» **SOURCE MATERIAL**
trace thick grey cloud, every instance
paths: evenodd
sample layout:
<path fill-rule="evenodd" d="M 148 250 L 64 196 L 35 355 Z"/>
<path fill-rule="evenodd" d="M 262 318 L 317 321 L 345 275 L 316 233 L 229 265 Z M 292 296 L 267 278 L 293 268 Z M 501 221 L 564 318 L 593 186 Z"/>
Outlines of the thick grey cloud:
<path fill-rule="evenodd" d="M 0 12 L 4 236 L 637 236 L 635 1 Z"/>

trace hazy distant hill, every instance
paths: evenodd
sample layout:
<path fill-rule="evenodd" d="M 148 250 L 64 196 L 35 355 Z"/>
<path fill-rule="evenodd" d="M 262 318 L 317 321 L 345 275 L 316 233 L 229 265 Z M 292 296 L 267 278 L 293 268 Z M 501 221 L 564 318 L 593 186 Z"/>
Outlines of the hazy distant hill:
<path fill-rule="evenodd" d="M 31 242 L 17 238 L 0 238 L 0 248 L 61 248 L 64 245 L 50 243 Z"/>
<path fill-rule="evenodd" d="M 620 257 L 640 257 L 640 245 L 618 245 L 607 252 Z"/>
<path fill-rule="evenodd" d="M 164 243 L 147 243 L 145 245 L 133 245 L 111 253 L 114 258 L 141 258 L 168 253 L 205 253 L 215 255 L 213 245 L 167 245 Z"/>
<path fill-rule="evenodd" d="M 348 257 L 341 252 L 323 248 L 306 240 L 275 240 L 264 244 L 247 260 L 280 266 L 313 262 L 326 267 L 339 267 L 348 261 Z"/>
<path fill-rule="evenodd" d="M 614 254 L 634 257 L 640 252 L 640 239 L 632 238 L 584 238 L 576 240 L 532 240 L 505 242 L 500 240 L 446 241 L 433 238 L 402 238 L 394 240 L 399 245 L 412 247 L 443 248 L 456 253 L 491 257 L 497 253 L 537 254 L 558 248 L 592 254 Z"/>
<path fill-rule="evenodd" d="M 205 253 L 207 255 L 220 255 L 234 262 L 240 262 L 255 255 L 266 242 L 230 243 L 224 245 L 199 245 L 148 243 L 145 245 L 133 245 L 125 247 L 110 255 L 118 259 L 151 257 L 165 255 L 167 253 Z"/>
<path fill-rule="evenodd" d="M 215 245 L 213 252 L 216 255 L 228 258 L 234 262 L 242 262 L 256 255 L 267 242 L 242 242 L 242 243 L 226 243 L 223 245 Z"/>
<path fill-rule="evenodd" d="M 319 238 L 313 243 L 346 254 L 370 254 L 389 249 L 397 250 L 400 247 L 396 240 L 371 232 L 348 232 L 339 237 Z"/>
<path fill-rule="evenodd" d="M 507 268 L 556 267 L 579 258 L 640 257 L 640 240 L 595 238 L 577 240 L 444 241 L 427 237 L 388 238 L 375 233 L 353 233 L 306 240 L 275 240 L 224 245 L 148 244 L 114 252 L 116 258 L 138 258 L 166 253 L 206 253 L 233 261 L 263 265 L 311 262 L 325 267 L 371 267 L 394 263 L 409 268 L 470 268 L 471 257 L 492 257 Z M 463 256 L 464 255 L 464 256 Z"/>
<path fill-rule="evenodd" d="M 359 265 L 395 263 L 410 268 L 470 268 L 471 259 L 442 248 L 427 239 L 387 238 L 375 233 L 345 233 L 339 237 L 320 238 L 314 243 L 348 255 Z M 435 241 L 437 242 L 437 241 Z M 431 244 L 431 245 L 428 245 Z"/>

» **GOAL OF THE EXERCISE**
Copy every line of the listing containing the string "instance".

» **EXPECTED OUTPUT**
trace thick grey cloud, every instance
trace hazy distant hill, every instance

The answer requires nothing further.